I keep a frozen yeast bank of my favorite PC strains and a few that I have harvested from bottles. To me it is worth it for those strains. But, I do not recommend it for anyone who questions their sanitation or doesn’t want to put in a little extra work. You will have to step up your starters.

For my usual strains I just save slurry in the fridge.

I’m tempted to employ tom sawyer’s approach above…save the cakes, maybe wash a few times and re-use. Then spend a few bucks on new yeast when needed.

I recently racked a batch to secondary that I had put right on top of a used cake in the carboy for the first time…that seemed to work really well, and couldn’t be easier.

On a related note…I’ve read that using the same yeast much more than 4 times is risky for a variety of reasons…do others agree/disagree?

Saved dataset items
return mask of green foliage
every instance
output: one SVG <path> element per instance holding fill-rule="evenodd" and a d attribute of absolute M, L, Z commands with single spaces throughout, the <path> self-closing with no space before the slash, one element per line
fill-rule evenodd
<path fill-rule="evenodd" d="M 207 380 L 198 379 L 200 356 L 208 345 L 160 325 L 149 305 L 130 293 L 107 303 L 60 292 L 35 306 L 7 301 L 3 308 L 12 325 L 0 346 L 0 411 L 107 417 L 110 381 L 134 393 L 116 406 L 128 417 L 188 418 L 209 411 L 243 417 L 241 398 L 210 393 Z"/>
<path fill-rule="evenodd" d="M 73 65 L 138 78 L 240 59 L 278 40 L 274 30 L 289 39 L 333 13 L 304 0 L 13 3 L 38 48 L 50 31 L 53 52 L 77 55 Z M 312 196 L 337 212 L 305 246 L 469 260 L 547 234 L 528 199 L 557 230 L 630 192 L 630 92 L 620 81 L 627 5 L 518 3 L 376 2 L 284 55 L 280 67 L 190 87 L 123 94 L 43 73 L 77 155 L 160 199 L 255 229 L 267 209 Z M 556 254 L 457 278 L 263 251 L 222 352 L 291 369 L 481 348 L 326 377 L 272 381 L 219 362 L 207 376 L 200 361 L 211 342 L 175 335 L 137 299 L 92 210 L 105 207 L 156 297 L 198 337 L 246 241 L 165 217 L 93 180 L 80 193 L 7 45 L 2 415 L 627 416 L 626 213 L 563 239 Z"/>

* [Work instructions]
**1)** Please render everything in the listing from its start down to the line containing "207 380 L 198", inclusive, as a numbered list with blank lines omitted.
**2)** Write the next part of the post about saving and reusing brewing yeast, picking up after its final sentence.
The text and the listing have no connection to each other.

* [Answers below]
**1)**
1. return mask of green foliage
2. every instance
3. output: one SVG <path> element per instance holding fill-rule="evenodd" and a d attribute of absolute M, L, Z commands with single spaces throughout, the <path> self-closing with no space before the slash, one element per line
4. fill-rule evenodd
5. <path fill-rule="evenodd" d="M 207 380 L 198 379 L 200 356 L 208 345 L 160 325 L 149 305 L 130 293 L 107 303 L 60 292 L 35 306 L 7 301 L 3 308 L 12 325 L 0 346 L 0 411 L 107 417 L 110 381 L 134 393 L 116 406 L 128 417 L 188 418 L 209 411 L 243 417 L 241 398 L 210 393 Z"/>

**2)**
Also…If you took a single cake and washed and stored the yeast in multiple jars…could you not use the yeast from each jar 4 times…presuming that you make a starter each time and that generates a new cake…which you then split into multiple jars…etc, etc, etc…?

As long as your sanitation is good then there’s no real risk. You do have to worry about flavor carryover if you’re repitching from a very hoppy beer, but even that can be mitigated by discarding the trub and collecting clean yeast. (Not as easy in a flat-bottomed fermenter, admittedly).